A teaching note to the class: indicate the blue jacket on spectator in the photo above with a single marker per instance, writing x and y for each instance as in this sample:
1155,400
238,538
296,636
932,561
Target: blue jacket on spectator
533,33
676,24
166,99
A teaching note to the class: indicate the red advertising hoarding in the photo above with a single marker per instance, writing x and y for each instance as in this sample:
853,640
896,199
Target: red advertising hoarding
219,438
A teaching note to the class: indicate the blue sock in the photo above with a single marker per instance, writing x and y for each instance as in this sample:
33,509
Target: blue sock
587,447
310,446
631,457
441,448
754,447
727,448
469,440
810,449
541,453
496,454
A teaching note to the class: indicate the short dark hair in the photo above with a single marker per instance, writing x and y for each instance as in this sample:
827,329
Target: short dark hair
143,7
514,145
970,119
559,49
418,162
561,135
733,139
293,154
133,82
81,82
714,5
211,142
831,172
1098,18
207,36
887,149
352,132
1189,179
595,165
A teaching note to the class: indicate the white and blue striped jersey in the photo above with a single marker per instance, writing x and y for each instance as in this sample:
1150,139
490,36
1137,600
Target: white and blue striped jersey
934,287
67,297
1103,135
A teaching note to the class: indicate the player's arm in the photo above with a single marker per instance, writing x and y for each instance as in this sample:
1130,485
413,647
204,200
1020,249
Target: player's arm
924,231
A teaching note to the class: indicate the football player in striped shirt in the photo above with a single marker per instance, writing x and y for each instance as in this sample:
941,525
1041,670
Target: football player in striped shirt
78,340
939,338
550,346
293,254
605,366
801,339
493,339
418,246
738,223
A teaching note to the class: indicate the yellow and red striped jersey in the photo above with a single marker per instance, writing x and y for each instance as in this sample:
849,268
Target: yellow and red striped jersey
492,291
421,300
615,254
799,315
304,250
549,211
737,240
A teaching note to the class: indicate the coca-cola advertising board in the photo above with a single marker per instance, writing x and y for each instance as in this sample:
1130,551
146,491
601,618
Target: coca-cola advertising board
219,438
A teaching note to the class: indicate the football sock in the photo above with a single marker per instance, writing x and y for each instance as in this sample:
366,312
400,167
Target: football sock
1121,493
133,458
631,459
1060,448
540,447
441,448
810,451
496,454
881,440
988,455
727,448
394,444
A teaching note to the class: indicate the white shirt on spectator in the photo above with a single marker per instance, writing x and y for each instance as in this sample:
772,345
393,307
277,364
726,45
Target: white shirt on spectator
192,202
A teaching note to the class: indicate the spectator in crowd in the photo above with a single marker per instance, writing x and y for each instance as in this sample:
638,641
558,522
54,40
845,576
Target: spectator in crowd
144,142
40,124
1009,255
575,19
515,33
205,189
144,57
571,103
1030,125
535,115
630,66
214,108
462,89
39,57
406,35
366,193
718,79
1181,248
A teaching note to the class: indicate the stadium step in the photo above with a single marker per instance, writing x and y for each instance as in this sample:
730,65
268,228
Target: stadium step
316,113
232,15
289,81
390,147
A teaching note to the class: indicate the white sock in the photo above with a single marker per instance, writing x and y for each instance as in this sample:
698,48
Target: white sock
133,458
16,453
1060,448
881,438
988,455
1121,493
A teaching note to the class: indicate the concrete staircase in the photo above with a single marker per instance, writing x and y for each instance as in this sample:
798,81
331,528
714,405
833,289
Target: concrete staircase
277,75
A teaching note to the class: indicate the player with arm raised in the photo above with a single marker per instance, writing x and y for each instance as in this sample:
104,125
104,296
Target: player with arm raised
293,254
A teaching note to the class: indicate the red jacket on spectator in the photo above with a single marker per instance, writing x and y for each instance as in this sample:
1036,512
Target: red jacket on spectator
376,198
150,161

....

→ **Task description**
Copy every record exactly as presented.

→ **Completed task**
A teaching note to the class: indicate the blue jacket on spectator in the photo above with a single marker per instance, writing x and y for each instance as in this sample:
1155,400
238,538
296,636
932,561
Target: blue jacket on spectator
533,33
676,24
166,99
A teaching note to the class: indicate the red advertising hoarding in the photo above with a single marker per instance, writing x and y for each instance as in this sample:
853,640
896,199
Target: red advertising hoarding
219,438
A teaching note to the class: indicate the blue sock in the photo above with a single marker per instance, writing x and y for each instance as in this sample:
33,509
Target: blue sock
587,447
310,446
631,457
441,448
754,447
727,448
469,440
810,449
541,453
496,454
A teaching note to the class: indicate the short dark hair in the photo above with a single marker per instance, writing x and y for each instance as in this sample:
827,329
Target: short dark hair
143,7
514,145
970,119
559,49
418,162
561,135
733,139
293,154
133,82
81,82
714,5
211,142
831,172
1098,18
207,36
887,149
352,132
1189,179
595,165
A teaching note to the class: indicate the white and blue striped jersey in the photo above with a single marker per instance, writing x and y for each instance as in this sample:
1150,139
490,36
1137,600
Target: white and blue striped jersey
934,287
67,297
1103,135
A teaching note to the class: indicate the player's arm in the photo above with a single marker per instance, writing x and y for each instance as in this sample:
1130,485
413,647
204,200
1020,249
Target: player's arm
924,231
A teaching note to the class: indicate the football player in striped shirt in the photo above with a single marker per instance, writing x and y for each instance as in this sample:
941,525
1041,670
Target: football player in striped shirt
78,340
939,338
550,346
293,254
605,366
801,339
493,339
418,246
738,223
A teaching note to the class: indicate the yellow and red striped jersey in the photo above with a single marker per instance, writing x and y for each instance as in this sample:
849,268
Target: yellow and red striped jersey
492,291
421,300
615,254
799,315
304,250
549,211
737,240
A teaching note to the class: indicate the coca-cola advertising board in the photo above with a single marker per instance, writing x and y for each instance as in this sample:
1130,551
146,491
601,618
Target: coca-cola advertising board
219,438
A teaching note to the class: indicate the football sock in the photo above with a single marker per instance, writing x and y for each instance as in this sample:
366,312
400,167
Target: football sock
1121,493
133,458
631,459
1060,448
540,447
441,448
810,451
496,454
881,440
988,455
727,448
394,444
A teaching note to the class: indicate the white shirt on spectator in the photo above with a single marker per instance, writing x and y for each instance as in this sample:
772,345
393,307
277,364
726,45
Target: white shirt on spectator
192,202
A teaching note to the class: indicate the spectator in crowd in the photo above with a single marker per instance, writing x and y for each instance as in this sample:
638,641
558,522
54,40
845,576
Target: spectator in crowd
144,142
40,124
1009,255
575,19
515,33
205,189
144,57
571,103
1030,125
535,115
630,66
214,108
462,89
39,57
406,35
366,193
718,79
1181,248
A teaching note to the class: indicate the stadium step in the photo above with a single marker per instance, writing x and y for each instance as in this sample:
730,65
268,228
Target: stadium step
316,113
232,15
289,81
390,147
A teaching note to the class: indicate the white sock in the photo above with a single marker per instance, writing x and y for each instance as in this sample:
698,48
Target: white sock
133,458
16,453
1060,448
881,438
988,455
1121,493
A teaching note to the class: indicate the concrete staircase in the photo above with a single marker per instance, writing x and y for each instance as in this sample:
798,81
331,528
714,405
833,289
Target: concrete staircase
277,75
A teaching note to the class: indicate the player with arm raised in the photo above with a single marker per instance, writing x and y for each instance as in this sample:
104,125
104,296
Target: player with arm raised
293,254
A teaching note to the class: indicate the red jacket on spectator in the photo above with a single marker per instance, writing x and y for each instance as in this sample:
1036,512
Target: red jacket on spectator
376,198
150,161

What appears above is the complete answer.